> Text:
Die in den Jahren 1954 und 1950 geborenen, verheirateten Kläger standen im Jahr 2011 im Bezug von Leistungen zur Sicherung des Lebensunterhalts. Die Klägerin zu 1) betrieb ein Gewerbe „Import und Export von Möbeln, Metall etc.“. Der Kläger zu 2) war geringfügig im Unternehmen angestellt. Nach Meinung der Kläger genügte der Gewinn seinerzeit nicht, um den Lebensunterhalt sicherzustellen.
Aufgrund eines Fortzahlungsantrag der Kläger vom 28. November 2011 (Bl. 241 VA) bewilligte die Beklagte für die Zeit ab dem 1. Dezember 2011 den Klägern durch Bescheid vom 12. Dezember 2011 vorläufig Leistungen für den Zeitraum 1. Dezember 2011 bis 31. Mai 2012 in Höhe von 1.555,20 € für Dezember 2011 und 1.409,20 € monatlich für Januar bis Mai 2021 (Bl. 271 VA, vollständiger Bescheid mit Berechnungsbogen, Bl. 37-41 L 6 AS 268/19). Hierbei wurde zunächst nur ein Einkommen i.H.v. 200 € monatlich zugrunde gelegt. Die Beklagte wies darauf hin, dass die Festsetzung zunächst vorläufig sei und eine abschließende Entscheidung erst möglich sei, wenn die tatsächlichen Einnahmen und Ausgaben im Bewilligungszeitraum festständen. Ggf. zu viel gezahlte Leistungen müssten dann erstattet werden. Die abschließenden Angaben sollten auf einem bestimmten Formular gemacht werden (Bl. 272 VA).
Am 27. März 2012 teilte die Klägerin zu 1) mit, die Beklagte solle ihnen ab dem 1. April 2012 keine Leistungen mehr zahlen. Sie würden hoffen, ihren Lebensunterhalt ab dann wieder selbst sicherstellen zu können (Bl. 275 VA).
Am 23. April 2012 wurden bei der Beklagten noch eine betriebswirtschaftliche Auswertung für den Zeitraum 1. Januar bis 31. März 2012 sowie eine Gewinn- und Verlustrechnung für den Zeitraum 1. Januar bis 28.Februar 2012 vorgelegt (Bl. 282-292 VA).
Auf Bl. 293 VA befindet sich ein Aktenvermerk, dort wird ausgeführt: „Bei nachträglicher Überprüfung der G-V’s wurde festgestellt, dass die monatlichen Personalkosten für den Ehemann von 736,-- € als Betriebsausgabe aufgeführt werden obwohl dem Ehemann dieses von der MainArbeit nicht berechnet wird. Frau A. hatte im Beratungsgespräch erklärt, dass sie zur Zeit dem Ehemann kein Gehalt zahlen kann!“
Bis Blatt 319 VA befinden sich weitere Gewinn- und Verlustrechnungen in der Akte. Hierauf wurde Seitens des Beklagten jedoch zunächst nichts weiter veranlasst (Bl. 282- VA).

> Quellenauszug:
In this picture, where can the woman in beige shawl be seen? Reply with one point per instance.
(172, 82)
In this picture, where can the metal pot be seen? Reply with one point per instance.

> Zu bearbeiten:
**a.** Kopiere aus dem Text wörtlich alles von „Am 27. März“ bis hinunter zu „(Bl. 282-292 VA).“.
**b.** Zähle sämtliche Geldbeträge in Euro auf, die im Text genannt werden.

> Antworten in Reihenfolge:
**a.**
Am 27. März 2012 teilte die Klägerin zu 1) mit, die Beklagte solle ihnen ab dem 1. April 2012 keine Leistungen mehr zahlen. Sie würden hoffen, ihren Lebensunterhalt ab dann wieder selbst sicherstellen zu können (Bl. 275 VA).
Am 23. April 2012 wurden bei der Beklagten noch eine betriebswirtschaftliche Auswertung für den Zeitraum 1. Januar bis 31. März 2012 sowie eine Gewinn- und Verlustrechnung für den Zeitraum 1. Januar bis 28.Februar 2012 vorgelegt (Bl. 282-292 VA).

**b.**
- 1.555,20 €
- 1.409,20 €
- 200 €
- 736,-- €